## Raw data
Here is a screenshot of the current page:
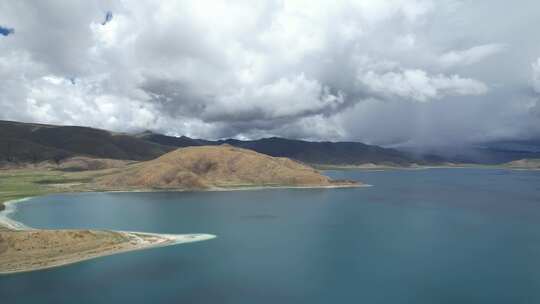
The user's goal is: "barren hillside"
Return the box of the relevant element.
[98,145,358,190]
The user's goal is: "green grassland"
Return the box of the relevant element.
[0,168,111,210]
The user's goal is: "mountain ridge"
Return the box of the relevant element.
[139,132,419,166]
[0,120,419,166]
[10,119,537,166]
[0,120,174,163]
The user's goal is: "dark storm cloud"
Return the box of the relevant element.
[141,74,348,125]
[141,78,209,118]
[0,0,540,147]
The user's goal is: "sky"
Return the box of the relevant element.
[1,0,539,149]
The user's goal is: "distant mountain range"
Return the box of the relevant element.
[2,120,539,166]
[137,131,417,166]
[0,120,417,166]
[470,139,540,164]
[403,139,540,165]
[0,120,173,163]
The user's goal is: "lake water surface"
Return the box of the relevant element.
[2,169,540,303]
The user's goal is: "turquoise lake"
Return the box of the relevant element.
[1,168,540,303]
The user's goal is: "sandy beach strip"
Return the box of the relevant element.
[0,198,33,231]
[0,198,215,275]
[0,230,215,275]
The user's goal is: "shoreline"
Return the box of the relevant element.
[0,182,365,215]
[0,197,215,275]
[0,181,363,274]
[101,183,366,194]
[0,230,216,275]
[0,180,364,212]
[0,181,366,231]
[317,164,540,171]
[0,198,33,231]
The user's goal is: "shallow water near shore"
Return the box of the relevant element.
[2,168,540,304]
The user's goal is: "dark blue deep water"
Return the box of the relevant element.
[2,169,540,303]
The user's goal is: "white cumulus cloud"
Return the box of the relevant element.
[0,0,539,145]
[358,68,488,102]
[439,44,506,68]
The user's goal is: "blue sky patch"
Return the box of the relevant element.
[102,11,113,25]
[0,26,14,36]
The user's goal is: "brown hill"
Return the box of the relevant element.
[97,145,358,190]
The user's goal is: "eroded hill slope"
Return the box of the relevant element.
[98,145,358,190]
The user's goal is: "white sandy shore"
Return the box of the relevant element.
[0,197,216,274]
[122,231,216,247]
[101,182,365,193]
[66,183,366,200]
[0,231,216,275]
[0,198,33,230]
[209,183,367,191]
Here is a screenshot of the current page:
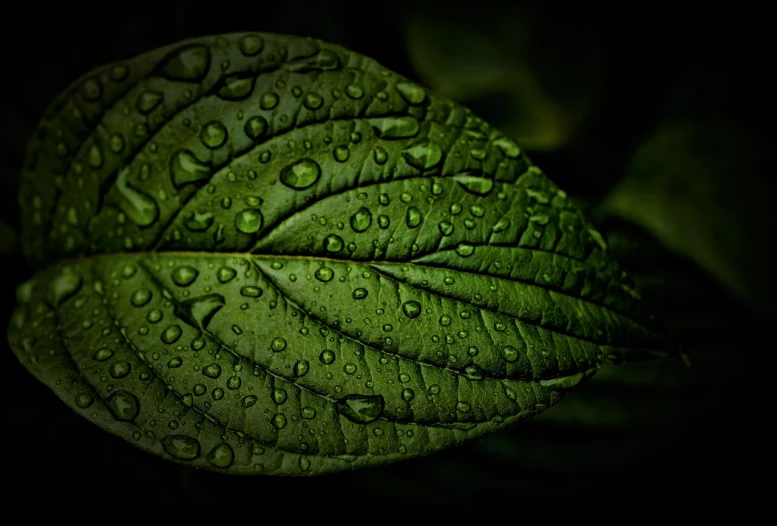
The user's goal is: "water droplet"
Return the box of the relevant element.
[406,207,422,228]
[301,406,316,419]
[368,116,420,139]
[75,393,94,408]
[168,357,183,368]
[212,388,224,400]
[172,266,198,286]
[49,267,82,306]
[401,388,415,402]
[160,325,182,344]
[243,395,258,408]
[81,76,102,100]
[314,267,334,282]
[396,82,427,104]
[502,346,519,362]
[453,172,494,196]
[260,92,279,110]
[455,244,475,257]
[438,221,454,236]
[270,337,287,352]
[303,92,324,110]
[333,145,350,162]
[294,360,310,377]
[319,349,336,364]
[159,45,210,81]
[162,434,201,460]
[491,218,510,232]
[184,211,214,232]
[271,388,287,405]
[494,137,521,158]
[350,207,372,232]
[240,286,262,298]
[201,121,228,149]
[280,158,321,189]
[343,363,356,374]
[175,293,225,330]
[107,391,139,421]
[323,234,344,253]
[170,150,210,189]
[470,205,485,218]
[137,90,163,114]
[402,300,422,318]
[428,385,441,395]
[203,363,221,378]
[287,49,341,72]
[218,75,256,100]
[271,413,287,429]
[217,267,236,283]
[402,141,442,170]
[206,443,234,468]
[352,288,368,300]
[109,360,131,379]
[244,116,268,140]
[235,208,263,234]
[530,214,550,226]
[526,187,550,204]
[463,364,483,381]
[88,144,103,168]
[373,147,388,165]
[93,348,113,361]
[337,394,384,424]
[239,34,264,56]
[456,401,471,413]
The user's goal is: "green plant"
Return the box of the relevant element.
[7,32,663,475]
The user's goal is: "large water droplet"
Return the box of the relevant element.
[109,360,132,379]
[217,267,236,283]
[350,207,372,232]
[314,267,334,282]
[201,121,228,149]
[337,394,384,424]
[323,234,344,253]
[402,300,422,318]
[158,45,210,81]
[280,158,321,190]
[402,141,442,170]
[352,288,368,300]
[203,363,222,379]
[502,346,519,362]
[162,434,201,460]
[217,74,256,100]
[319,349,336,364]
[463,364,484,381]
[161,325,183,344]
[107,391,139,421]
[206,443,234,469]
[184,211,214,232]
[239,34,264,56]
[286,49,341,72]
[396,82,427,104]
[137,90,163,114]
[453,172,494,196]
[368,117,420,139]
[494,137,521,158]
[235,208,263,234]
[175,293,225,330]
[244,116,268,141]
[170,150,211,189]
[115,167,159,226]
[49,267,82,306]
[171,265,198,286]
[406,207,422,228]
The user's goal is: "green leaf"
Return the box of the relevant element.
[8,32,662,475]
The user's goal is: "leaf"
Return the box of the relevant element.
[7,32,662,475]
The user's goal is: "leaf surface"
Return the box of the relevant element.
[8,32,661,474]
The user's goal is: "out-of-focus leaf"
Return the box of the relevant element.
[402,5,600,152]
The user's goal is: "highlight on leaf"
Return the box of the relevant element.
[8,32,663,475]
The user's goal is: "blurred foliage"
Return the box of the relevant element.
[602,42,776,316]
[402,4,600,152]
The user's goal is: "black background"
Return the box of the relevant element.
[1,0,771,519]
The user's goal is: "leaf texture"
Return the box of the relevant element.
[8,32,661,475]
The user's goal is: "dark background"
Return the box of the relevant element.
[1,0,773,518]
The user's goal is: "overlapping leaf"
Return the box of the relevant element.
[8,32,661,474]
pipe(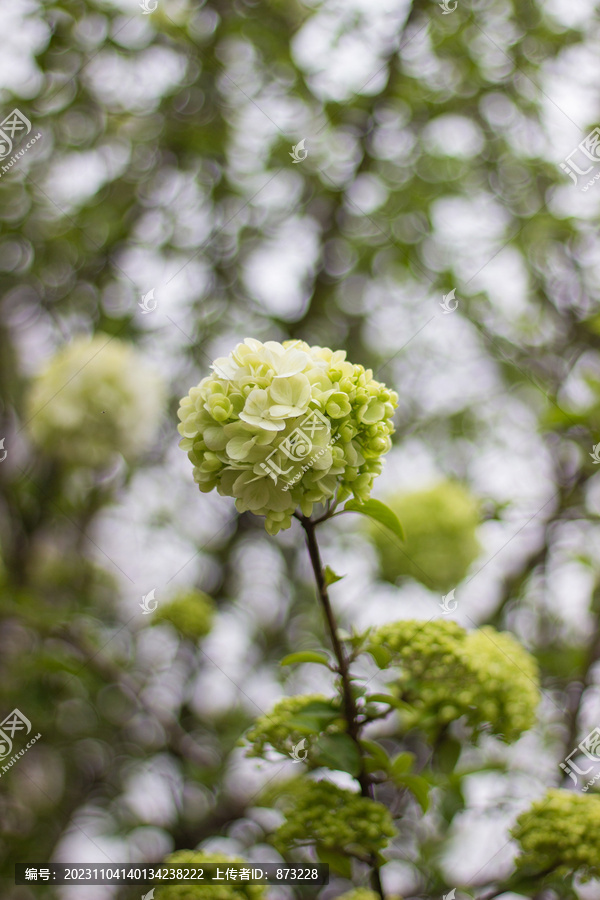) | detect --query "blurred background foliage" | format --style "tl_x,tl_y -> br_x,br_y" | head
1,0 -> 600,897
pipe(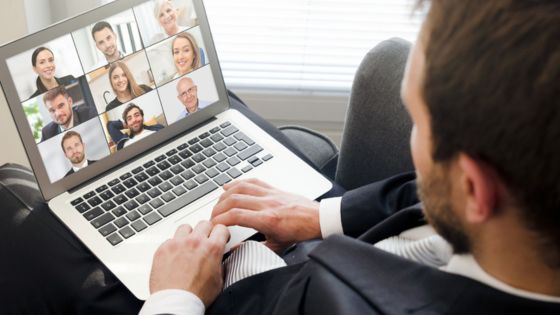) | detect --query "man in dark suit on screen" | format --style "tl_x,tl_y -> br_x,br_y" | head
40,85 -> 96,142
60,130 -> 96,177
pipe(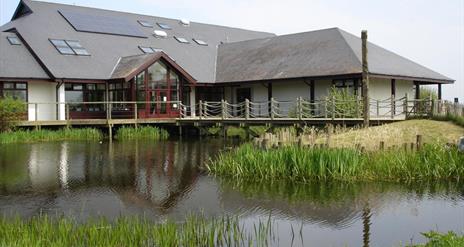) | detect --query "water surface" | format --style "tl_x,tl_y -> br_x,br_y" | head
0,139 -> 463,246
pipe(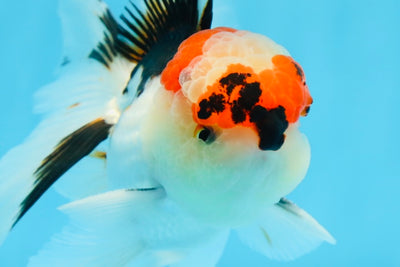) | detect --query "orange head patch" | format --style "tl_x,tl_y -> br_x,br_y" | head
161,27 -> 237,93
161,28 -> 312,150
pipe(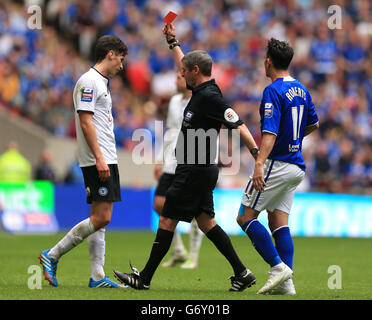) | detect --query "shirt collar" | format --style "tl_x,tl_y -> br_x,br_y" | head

## Description of the task
Every line where "lake" appears must be returned from the listing above.

## Output of the task
The user's goal is: "lake water surface"
The user's goal is: "turquoise lake"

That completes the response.